* _Page extract_:
===

Okay, I've fought a few serpents. I won't lie most of them are Lolalts and it's easy to tell. Why you ask? They have the same illusions as the other lolalts. It's really really easy to go onto google and search for serpent combat. I know people don't mean to, but there are logs all over pastebin. I don't want to steal your shit, but look how easy it is. Serpent quite litereally is that STD that roams achaea, because you can catch it so damn easily, then use it however you want. But guess what, some other lolalt just got your illusions.
Thing is, does serpent really seem fair these days?
I understand in most forms of combat, there is a give and take sort of relatiosnship, between what you cure and what you don't. The thing is, serpent seems too slow to take advantage of any of these things.
i remember in the very very old days, serpent used to have asterisks in the paralysis line. Why was this? was it to give serpents a bit of an advantage over curing systems that slowly came out and nullified an affliction class that afflicts slower than herb balance?

===

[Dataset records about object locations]
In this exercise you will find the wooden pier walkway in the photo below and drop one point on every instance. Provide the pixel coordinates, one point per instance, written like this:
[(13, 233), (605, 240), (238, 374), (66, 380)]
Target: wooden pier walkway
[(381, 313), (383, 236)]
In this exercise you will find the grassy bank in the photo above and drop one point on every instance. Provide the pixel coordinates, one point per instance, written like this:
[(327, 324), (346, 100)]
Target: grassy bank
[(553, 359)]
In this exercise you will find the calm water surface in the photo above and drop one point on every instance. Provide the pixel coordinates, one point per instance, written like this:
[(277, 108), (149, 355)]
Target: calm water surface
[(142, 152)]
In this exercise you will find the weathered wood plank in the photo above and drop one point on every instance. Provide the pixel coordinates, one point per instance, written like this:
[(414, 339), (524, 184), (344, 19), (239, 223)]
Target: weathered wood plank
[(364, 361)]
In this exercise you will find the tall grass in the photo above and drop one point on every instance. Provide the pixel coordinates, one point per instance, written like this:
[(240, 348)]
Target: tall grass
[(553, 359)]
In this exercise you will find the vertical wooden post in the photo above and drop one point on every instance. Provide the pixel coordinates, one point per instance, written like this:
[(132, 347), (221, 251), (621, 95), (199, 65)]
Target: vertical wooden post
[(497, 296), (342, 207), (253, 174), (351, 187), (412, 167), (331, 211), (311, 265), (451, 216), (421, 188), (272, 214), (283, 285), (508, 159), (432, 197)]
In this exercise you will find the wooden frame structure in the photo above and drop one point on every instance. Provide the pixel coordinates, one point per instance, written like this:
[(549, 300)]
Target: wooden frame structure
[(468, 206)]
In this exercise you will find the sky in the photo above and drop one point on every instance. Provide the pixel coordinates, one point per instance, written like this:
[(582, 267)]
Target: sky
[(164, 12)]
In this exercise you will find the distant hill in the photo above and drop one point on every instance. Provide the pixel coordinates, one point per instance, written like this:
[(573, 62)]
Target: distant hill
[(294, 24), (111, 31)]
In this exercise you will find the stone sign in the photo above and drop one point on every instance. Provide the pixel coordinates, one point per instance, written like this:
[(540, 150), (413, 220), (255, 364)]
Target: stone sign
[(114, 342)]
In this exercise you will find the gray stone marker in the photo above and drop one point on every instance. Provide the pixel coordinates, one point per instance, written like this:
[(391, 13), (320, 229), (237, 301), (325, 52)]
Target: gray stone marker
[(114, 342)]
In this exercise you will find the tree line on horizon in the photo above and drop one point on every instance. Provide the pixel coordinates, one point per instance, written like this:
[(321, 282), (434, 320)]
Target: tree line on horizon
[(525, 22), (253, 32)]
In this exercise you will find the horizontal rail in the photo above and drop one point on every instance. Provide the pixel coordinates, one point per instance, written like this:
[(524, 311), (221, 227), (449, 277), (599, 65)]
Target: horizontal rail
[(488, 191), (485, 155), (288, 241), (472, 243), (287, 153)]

===

* _Aim 1_: From the forum post on serpent combat above, reproduce the stretch from "i remember in" through "than herb balance?".
* _Aim 2_: Render this sentence from the forum post on serpent combat into Spanish: "It's really really easy to go onto google and search for serpent combat."

* _Problem solution 1_:
i remember in the very very old days, serpent used to have asterisks in the paralysis line. Why was this? was it to give serpents a bit of an advantage over curing systems that slowly came out and nullified an affliction class that afflicts slower than herb balance?

* _Problem solution 2_: Es muy, muy fácil entrar en Google y buscar combate de serpent.